Task to complete =>
Nothing in the records may be altered, so transcribe them exactly.

[Exercise data Boundary: Start]

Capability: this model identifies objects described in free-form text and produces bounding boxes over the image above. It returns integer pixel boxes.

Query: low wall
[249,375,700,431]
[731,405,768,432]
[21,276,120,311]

[Exercise data Boundary: End]

Output for this exercise =>
Capability: this model identifies objects described in free-form text and produces bounding boxes over the image above. It returns integer pixel boxes.

Query: low wall
[249,375,700,431]
[731,405,768,432]
[21,276,120,311]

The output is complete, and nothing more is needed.